- Texte fourni
Mise en place de la cœlioscopie
La technique est celle qui est décrite par ailleurs dans ce livre. Les seules précautions particulières peuvent tenir au volume de l’annexe comme décrit dans le chapitre 6.
La fréquence des lésions malignes est plus faible parmi les masses annexielles tordues [31], mais il faut, comme dans la prise en charge de toute masse annexielle, débuter la cœlioscopie par une cytologie péritonéale et une inspection de l’ensemble de la cavité abdominale à la recherche de signe de malignité.
Diagnostic
Diagnostic positif
Le diagnostic cœlioscopique est le plus souvent évident devant une annexe augmentée de volume, dont l’inspection des pédicules permet d’affirmer la torsion (fig. 7.1).
Ce diagnostic peut être difficile si le kyste très volumineux gêne l’inspection du pédicule (fig. 7.2 et 7.3), ou parce que la torsion évolue depuis plusieurs jours ou semaines et que l’annexe ischémiée est recouverte par les adhérences qu’elle a contractée avec les organes de voisinage.
Technique opératoire
Détorsion (fig. 7.1, 7.4 et 7.5)
Ce geste simple est réalisé avec un palpateur mousse ou une pince atraumatique. Il faut :
• reconnaître le sens de la rotation ; selon Kustner, la torsion se fait en direction de l’utérus, dans le sens horaire à gauche et anti-horaire à droite [14]. Cette règle est logique ; l’annexe tourne dans la direction où il existe de l’espace, elle ne peut se faire en direction de la paroi pelvienne ;
• préférer la mobilisation de l’annexe à la préhension qui est traumatique pour ces tissus fragiles ;
• revenir progressivement, à la situation anatomique normale, grâce à des rotations successives de 90° à 180° ;
• utiliser un deuxième instrument pour stabiliser le résultat intermédiaire obtenu ;
• s’aider de gestes complémentaires, tels que la ponction d’un kyste ou la section d’une bride autour de laquelle serait organisée la torsion.
Lésions ischémiques
L’étude des patientes opérées dans notre service a permis de distinguer trois stades de lésions ischémiques [21, 23].
Difficultés du diagnostic
Cette difficulté du diagnostic de gravité des lésions ischémiques a conduit un groupe israélien à proposer une attitude différente [5, 28, 30]. Pour ces auteurs, la détorsion est systématique, mais aucun autre geste opératoire n’est réalisé en urgence, l’annexe est systématiquement préservée, et le traitement de l’étiologie n’est réalisé que lors d’une cœlioscopie de contrôle.
Par la suite, la récupération des lésions ischémiques doit être confirmée. La cœlioscopie de contrôle que nous avons utilisée au début de notre expérience n’est pas utile si l’étiologie a été traitée. À l’inverse, le suivi échographique paraît important [28, 32].
Diagnostic et traitement de l’étiologie (fig. 7.10 à 7.16)

- Matériel extrait
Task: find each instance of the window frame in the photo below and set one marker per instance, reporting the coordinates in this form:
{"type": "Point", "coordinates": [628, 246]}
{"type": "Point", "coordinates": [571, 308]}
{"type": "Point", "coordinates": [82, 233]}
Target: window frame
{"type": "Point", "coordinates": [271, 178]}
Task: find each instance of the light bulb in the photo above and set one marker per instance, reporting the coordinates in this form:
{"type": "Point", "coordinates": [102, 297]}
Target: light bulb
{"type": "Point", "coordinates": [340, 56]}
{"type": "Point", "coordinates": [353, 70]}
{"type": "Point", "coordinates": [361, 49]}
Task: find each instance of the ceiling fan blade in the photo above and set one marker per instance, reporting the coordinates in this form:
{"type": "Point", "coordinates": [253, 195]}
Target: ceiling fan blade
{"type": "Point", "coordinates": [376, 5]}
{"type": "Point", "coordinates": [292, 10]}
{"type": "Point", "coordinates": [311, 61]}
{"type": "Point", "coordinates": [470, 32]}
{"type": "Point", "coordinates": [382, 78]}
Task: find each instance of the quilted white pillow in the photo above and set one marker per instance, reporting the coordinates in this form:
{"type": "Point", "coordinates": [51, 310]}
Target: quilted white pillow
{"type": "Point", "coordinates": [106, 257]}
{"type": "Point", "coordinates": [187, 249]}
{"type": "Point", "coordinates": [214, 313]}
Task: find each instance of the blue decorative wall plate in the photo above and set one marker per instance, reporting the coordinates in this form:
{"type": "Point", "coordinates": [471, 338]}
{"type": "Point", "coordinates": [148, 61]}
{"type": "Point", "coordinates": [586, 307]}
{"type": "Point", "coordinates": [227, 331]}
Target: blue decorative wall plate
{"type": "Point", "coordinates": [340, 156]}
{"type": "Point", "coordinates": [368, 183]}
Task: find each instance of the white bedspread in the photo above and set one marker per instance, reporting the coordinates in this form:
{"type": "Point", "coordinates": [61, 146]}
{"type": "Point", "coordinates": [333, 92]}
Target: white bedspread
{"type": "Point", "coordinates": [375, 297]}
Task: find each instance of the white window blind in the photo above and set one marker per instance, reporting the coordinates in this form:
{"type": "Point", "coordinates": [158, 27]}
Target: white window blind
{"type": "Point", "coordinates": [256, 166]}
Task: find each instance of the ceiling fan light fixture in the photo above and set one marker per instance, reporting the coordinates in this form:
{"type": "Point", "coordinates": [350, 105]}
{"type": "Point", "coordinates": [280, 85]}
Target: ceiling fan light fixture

- Consigne
Répondez aux questions suivantes d'après le texte fourni :
1. Par quels deux gestes faut-il débuter la cœlioscopie devant une masse annexielle ?
2. Selon Kustner, dans quel sens se fait la torsion du côté gauche ?
3. Combien de stades de lésions ischémiques l'étude des patientes opérées a-t-elle permis de distinguer ?

- Réponse rédigée
1. Par une cytologie péritonéale et par une inspection de l'ensemble de la cavité abdominale à la recherche de signes de malignité.
2. Dans le sens horaire.
3. Trois stades.